■ Your assignment ■
While leaving the pictures out, set down only the lines from the one with "Query: sequined headdress" through the end of the records, exactly as they stand.

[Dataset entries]
------------------------------------

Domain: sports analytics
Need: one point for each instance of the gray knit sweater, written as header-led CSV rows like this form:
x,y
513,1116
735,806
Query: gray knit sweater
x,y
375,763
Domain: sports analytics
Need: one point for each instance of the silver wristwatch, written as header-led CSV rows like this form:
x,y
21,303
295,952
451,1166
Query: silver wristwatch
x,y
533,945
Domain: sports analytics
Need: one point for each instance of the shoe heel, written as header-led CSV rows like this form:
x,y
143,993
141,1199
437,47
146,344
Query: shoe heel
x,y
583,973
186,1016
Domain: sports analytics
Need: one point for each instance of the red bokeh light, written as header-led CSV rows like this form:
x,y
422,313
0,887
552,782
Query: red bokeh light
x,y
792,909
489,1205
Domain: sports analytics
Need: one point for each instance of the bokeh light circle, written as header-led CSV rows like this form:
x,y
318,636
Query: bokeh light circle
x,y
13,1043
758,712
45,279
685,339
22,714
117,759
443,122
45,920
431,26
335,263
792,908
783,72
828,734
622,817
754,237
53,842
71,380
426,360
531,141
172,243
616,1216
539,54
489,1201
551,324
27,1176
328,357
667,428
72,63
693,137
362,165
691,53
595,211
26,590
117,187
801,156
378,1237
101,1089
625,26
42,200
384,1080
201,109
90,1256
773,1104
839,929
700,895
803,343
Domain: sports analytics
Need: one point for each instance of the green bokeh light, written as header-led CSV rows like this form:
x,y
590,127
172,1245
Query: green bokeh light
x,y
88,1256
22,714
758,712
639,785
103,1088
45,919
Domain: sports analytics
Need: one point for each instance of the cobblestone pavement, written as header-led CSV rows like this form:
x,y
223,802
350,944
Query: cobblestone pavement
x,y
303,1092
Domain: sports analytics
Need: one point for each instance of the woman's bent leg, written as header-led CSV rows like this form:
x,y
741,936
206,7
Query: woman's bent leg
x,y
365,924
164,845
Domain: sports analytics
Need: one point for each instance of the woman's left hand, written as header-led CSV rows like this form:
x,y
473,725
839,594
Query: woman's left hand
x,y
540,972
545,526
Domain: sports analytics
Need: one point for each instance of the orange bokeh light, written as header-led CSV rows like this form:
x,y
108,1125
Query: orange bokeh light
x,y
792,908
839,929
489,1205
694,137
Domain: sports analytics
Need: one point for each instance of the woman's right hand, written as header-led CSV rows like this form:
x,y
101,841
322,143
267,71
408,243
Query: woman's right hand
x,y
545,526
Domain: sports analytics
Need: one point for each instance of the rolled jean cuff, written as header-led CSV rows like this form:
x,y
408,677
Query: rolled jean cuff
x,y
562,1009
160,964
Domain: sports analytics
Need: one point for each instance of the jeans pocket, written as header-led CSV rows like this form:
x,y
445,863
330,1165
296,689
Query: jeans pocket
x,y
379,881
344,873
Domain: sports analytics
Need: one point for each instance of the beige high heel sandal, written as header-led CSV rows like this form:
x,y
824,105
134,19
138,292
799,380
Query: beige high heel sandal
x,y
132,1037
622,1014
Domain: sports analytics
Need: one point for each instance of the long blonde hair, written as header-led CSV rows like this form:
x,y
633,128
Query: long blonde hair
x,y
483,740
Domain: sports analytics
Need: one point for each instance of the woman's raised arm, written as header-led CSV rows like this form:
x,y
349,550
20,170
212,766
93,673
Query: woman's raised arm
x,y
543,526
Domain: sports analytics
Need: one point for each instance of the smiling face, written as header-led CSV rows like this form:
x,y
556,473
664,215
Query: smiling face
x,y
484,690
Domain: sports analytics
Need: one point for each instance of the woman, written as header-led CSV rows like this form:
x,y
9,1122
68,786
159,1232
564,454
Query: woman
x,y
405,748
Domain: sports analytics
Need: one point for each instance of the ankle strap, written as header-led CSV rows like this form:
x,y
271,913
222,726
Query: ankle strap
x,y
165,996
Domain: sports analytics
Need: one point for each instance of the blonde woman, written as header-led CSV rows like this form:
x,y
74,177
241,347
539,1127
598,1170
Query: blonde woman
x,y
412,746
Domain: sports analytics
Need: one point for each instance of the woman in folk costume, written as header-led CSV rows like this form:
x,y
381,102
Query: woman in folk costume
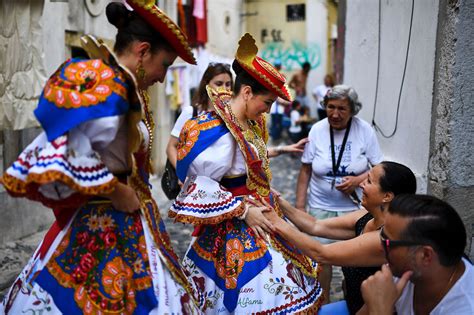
x,y
223,162
108,251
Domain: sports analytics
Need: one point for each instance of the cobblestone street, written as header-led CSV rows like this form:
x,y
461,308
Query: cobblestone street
x,y
14,255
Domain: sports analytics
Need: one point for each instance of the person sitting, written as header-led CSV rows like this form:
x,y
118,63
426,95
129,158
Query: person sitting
x,y
360,252
424,240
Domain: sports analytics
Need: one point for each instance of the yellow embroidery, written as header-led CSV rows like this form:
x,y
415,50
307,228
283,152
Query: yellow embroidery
x,y
87,83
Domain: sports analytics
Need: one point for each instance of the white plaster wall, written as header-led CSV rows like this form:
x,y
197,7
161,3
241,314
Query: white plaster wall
x,y
22,72
410,144
222,37
316,34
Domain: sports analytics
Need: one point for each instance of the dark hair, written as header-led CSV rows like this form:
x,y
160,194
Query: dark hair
x,y
131,27
295,104
200,97
432,222
243,78
397,178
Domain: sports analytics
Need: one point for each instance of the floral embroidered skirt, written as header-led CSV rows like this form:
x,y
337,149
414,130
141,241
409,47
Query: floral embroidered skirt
x,y
239,274
103,262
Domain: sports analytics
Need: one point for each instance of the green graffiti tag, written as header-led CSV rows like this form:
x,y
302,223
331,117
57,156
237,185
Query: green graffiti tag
x,y
293,56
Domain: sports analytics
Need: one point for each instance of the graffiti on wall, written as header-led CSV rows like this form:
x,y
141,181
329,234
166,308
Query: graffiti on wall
x,y
294,55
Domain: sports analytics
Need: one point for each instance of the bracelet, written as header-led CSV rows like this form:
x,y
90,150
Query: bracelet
x,y
246,211
279,149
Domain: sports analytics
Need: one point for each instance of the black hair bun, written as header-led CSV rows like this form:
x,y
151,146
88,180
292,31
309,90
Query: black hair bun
x,y
117,14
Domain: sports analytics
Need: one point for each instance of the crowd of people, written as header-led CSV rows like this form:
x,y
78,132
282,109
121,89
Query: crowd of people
x,y
108,251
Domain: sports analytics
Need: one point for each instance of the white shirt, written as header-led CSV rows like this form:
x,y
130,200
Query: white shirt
x,y
319,92
295,116
277,108
362,149
459,300
186,114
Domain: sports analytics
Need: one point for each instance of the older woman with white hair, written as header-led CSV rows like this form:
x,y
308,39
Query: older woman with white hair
x,y
337,158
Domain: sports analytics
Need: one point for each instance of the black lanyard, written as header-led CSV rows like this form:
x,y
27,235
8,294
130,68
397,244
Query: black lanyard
x,y
335,166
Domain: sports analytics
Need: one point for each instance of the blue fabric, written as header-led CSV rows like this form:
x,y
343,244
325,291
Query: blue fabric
x,y
336,308
56,120
206,138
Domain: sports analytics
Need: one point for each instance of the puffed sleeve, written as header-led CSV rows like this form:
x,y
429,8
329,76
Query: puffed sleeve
x,y
202,199
65,171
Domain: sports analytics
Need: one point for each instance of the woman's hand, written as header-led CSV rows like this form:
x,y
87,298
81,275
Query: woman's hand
x,y
256,220
124,198
273,218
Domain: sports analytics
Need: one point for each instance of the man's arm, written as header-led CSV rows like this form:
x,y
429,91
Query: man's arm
x,y
380,293
302,186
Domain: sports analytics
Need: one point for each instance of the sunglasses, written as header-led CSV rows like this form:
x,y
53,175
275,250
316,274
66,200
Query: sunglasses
x,y
216,64
388,243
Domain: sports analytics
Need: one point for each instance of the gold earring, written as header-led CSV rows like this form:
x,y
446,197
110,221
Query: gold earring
x,y
141,74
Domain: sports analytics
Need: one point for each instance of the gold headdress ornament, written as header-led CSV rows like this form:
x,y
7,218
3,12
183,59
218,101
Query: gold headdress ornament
x,y
165,26
259,69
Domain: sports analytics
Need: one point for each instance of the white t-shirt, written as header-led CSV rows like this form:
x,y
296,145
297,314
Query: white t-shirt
x,y
459,300
362,149
186,114
277,108
319,92
295,116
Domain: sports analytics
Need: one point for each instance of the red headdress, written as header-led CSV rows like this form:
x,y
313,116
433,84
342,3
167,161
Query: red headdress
x,y
165,26
259,69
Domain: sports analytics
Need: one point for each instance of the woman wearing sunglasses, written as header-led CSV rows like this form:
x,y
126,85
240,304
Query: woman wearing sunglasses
x,y
359,252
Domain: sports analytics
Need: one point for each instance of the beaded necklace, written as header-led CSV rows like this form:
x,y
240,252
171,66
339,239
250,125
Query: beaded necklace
x,y
252,137
148,119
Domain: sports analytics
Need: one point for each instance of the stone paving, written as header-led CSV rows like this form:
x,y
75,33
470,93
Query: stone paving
x,y
14,255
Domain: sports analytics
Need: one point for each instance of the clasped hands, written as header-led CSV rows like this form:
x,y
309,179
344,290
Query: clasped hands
x,y
261,216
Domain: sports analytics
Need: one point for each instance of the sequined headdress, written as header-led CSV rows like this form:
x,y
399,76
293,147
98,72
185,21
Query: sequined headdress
x,y
165,26
259,69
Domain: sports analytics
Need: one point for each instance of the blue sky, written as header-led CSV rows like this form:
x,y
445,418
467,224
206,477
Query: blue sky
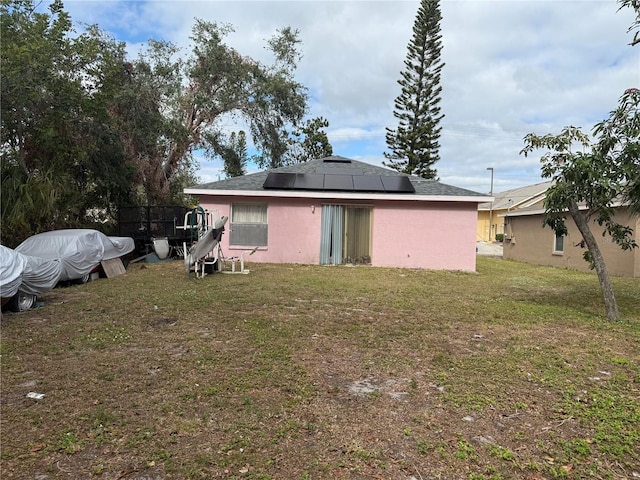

------------------------------------

■ Solution to the problem ■
Query: sequined headdress
x,y
165,26
259,69
Domain: sports analytics
Need: one point for each instance of the blue sky, written as header-led CSV rows like this form:
x,y
445,418
467,224
206,477
Query: blue sky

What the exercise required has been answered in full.